Il gran finale del Bif&st è su “La terrazza” di Scola

Lo sguardo ironico e profetico del grande regista romano consegna alla storia una delle edizioni più scintillanti della rassegna cinematografica barese

Si chiude il Bif&st e lultima giornata non può non essere nel ricordo del grande regista romano, nato novant’anni fa e scomparso nel 2016. Potremmo giungere a definire il festival di quest’anno un omaggio ad Ettore Scola, già suo presidente onorario. E non a caso questa fortunata edizione si conclude con un suo film, uno dei più belli, che segna la fine (secondo molti critici) di quel genere noto come “commedia all’italiana”. Non parliamo, quindi, di una pellicola solo bella ma anche fondamentale. Un’ultima commedia corale, che racconta l’inevitabile trasformazione della società italiana, ritratta nella sua evoluzione storica e sociale.

····················

= COMPITI DA SVOLGERE =
1) Trascriva dal testo sul Bif&st il passo che inizia con le parole “Il gran finale” e si arresta dopo le parole “storica e sociale.”.
2) Nella frase del testo sul Bif&st che comincia con “Lo sguardo ironico e profetico”, individui tutti gli aggettivi e li elenchi nell'ordine in cui compaiono.

= Record tratti da un dataset =

····················

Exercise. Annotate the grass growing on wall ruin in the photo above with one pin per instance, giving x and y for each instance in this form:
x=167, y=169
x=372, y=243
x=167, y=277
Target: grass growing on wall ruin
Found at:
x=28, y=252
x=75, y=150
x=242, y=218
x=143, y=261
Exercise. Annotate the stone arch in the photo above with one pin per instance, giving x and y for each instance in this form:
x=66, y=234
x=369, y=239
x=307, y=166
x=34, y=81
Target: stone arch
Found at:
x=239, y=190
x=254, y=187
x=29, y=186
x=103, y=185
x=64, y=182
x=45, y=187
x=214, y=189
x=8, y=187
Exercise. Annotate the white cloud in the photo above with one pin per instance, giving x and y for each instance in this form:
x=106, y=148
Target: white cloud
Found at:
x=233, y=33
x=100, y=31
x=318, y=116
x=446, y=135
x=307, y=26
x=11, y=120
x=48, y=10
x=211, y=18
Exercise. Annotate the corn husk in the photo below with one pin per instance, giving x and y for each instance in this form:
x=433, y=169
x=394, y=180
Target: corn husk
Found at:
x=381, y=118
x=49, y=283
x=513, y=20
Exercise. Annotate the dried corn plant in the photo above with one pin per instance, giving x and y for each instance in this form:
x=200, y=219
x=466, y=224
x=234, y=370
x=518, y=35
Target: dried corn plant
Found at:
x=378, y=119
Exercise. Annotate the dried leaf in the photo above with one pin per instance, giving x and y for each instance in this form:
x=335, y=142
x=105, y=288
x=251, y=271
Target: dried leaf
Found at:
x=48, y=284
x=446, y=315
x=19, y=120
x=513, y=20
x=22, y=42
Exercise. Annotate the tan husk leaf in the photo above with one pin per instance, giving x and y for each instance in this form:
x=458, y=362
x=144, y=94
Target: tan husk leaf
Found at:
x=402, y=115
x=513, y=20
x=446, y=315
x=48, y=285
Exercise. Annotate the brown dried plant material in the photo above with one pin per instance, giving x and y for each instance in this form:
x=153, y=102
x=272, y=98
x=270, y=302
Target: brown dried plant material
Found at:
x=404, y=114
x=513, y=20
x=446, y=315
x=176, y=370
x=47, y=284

····················

= ELENCO DELLE RISPOSTE =
1)
Il gran finale del Bif&st è su “La terrazza” di Scola

Lo sguardo ironico e profetico del grande regista romano consegna alla storia una delle edizioni più scintillanti della rassegna cinematografica barese

Si chiude il Bif&st e lultima giornata non può non essere nel ricordo del grande regista romano, nato novant’anni fa e scomparso nel 2016. Potremmo giungere a definire il festival di quest’anno un omaggio ad Ettore Scola, già suo presidente onorario. E non a caso questa fortunata edizione si conclude con un suo film, uno dei più belli, che segna la fine (secondo molti critici) di quel genere noto come “commedia all’italiana”. Non parliamo, quindi, di una pellicola solo bella ma anche fondamentale. Un’ultima commedia corale, che racconta l’inevitabile trasformazione della società italiana, ritratta nella sua evoluzione storica e sociale.

2) ironico, profetico, grande, romano, scintillanti, cinematografica, barese